Would you repeat the listing exactly but omit every picture?

***** PROVIDED ENTRIES

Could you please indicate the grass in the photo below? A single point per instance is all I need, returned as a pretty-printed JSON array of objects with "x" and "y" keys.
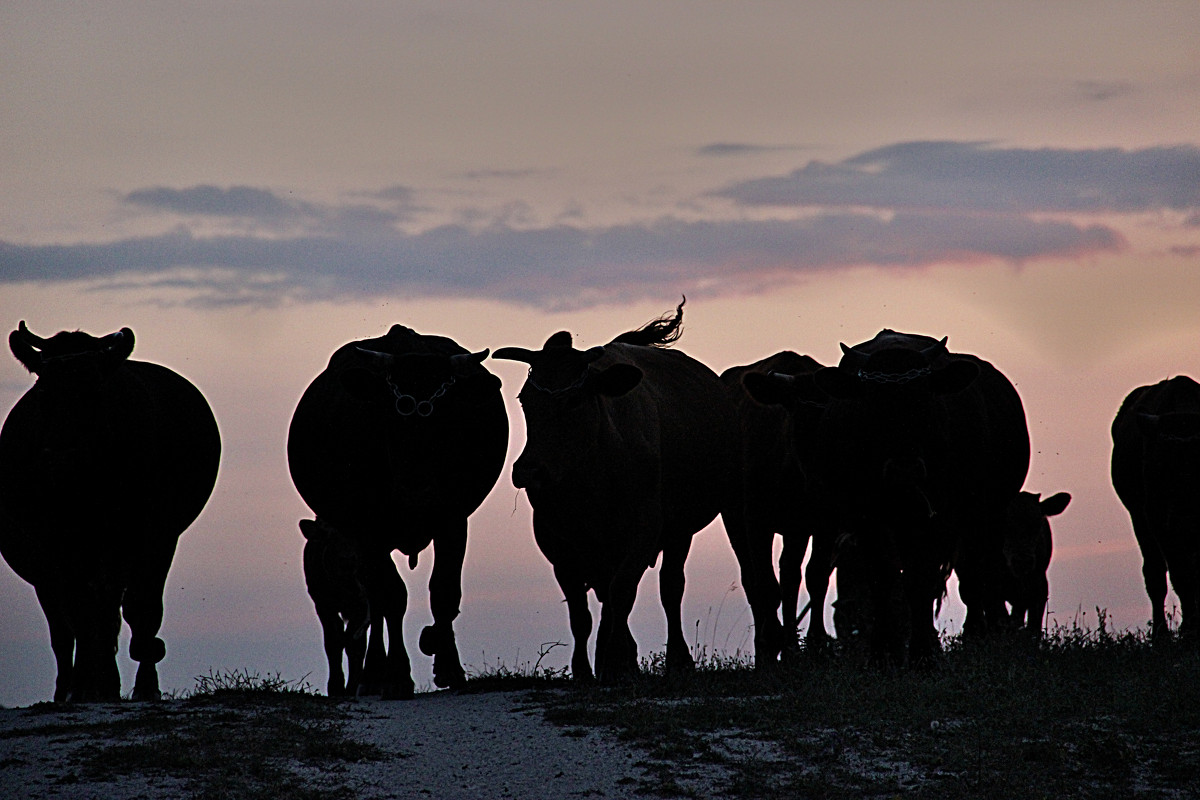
[
  {"x": 1081, "y": 715},
  {"x": 235, "y": 735}
]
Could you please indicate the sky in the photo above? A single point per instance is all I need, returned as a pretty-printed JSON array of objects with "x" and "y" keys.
[{"x": 250, "y": 185}]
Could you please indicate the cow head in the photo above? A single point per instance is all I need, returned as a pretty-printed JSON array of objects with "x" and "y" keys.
[
  {"x": 415, "y": 401},
  {"x": 1027, "y": 530},
  {"x": 887, "y": 400},
  {"x": 561, "y": 404},
  {"x": 71, "y": 353}
]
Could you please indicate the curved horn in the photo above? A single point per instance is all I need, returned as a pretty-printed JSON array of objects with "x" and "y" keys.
[
  {"x": 592, "y": 354},
  {"x": 463, "y": 360},
  {"x": 29, "y": 336},
  {"x": 852, "y": 356},
  {"x": 936, "y": 349},
  {"x": 516, "y": 354}
]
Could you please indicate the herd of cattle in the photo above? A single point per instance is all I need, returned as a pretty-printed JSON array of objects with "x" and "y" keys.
[{"x": 901, "y": 463}]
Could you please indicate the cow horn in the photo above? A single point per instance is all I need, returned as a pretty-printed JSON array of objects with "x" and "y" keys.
[
  {"x": 462, "y": 360},
  {"x": 936, "y": 349},
  {"x": 852, "y": 358},
  {"x": 121, "y": 340},
  {"x": 515, "y": 354},
  {"x": 384, "y": 360},
  {"x": 29, "y": 336}
]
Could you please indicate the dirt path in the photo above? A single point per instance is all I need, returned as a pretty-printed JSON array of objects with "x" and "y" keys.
[{"x": 444, "y": 745}]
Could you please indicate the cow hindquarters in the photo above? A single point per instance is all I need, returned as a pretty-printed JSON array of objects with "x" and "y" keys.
[
  {"x": 63, "y": 639},
  {"x": 388, "y": 591},
  {"x": 616, "y": 649},
  {"x": 671, "y": 584},
  {"x": 142, "y": 606},
  {"x": 575, "y": 591},
  {"x": 445, "y": 595},
  {"x": 751, "y": 545}
]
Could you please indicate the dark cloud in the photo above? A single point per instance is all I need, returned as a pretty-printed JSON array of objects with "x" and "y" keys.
[
  {"x": 551, "y": 266},
  {"x": 905, "y": 205},
  {"x": 978, "y": 178}
]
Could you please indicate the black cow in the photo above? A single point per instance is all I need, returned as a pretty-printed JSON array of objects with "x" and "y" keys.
[
  {"x": 1027, "y": 551},
  {"x": 336, "y": 575},
  {"x": 630, "y": 450},
  {"x": 103, "y": 463},
  {"x": 1156, "y": 473},
  {"x": 775, "y": 444},
  {"x": 918, "y": 452},
  {"x": 396, "y": 443}
]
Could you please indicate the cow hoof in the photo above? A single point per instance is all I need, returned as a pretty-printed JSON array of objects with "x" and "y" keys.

**********

▸ **ANSWER FOR THIS EXERCISE**
Could you please indicate the grass in the photo below? A single point per instance is all I need, returned as a pretty-printed JSON array of objects with "x" and "y" keys.
[
  {"x": 1081, "y": 715},
  {"x": 235, "y": 735}
]
Could you please indicate the sky in the photo above? A single point per instance is all I need, returned as a pretty-printed JSON array of objects with "x" and "y" keys.
[{"x": 250, "y": 185}]
Could you please indicate the cow head in the photo above? A single point per instance is all I need, returned as a pretty-printed JSON array of objects with "x" and "y" keys.
[
  {"x": 415, "y": 401},
  {"x": 1027, "y": 530},
  {"x": 887, "y": 400},
  {"x": 561, "y": 404},
  {"x": 71, "y": 353}
]
Could you please indicate the curved horn in the photo above? A single point per instance is all I need, returned as a pretty-printed JSON array of objects with "x" and "y" keys.
[
  {"x": 592, "y": 354},
  {"x": 463, "y": 360},
  {"x": 29, "y": 336},
  {"x": 852, "y": 356},
  {"x": 936, "y": 349},
  {"x": 516, "y": 354}
]
Could you please indicate the herd of cattle in the photo above? A single point per instance is all I need, returned as a pretty-printed JSON array of objects with "x" and "y" keys.
[{"x": 901, "y": 463}]
Could you please indicate the cow horn in the photo above? A single point per instance is all I need, returned as a pretty-printed JSON array of objects with "x" and "y" keys.
[
  {"x": 462, "y": 360},
  {"x": 936, "y": 349},
  {"x": 852, "y": 358},
  {"x": 121, "y": 340},
  {"x": 515, "y": 354},
  {"x": 384, "y": 360},
  {"x": 29, "y": 336}
]
Could you please indicate the dirt path in the photo above? A single point per instance is all I need, returned as a pretty-printed JSON array of objects with "x" and "y" keys.
[{"x": 444, "y": 745}]
Could you please indicate the cow hindquarters in the photo above? A single point per instance is all I need, returned as a pretty-printed JSON array of objects with "x" and "y" keys.
[
  {"x": 63, "y": 639},
  {"x": 388, "y": 591},
  {"x": 616, "y": 649},
  {"x": 671, "y": 584},
  {"x": 142, "y": 606},
  {"x": 575, "y": 591},
  {"x": 445, "y": 595},
  {"x": 751, "y": 545}
]
Could you please indicate the dark cloud in the photo above? A single point per instance is all I need, returned as a pretty-printed JSON array of objects with "x" and "y" keys.
[
  {"x": 551, "y": 266},
  {"x": 905, "y": 205},
  {"x": 978, "y": 178}
]
Could you please indicate the black cow in the photo above? A single point per instance is all I need, returned as a pretty-printed JSON array of objects with "x" and "y" keys.
[
  {"x": 1027, "y": 551},
  {"x": 336, "y": 575},
  {"x": 630, "y": 450},
  {"x": 103, "y": 463},
  {"x": 1156, "y": 473},
  {"x": 775, "y": 444},
  {"x": 918, "y": 452},
  {"x": 396, "y": 443}
]
Could you please indicate the cow hoof in the photo above? A single point per instance is all I need, returned as a pretty-printed JSON array of objects with "x" and "y" keys.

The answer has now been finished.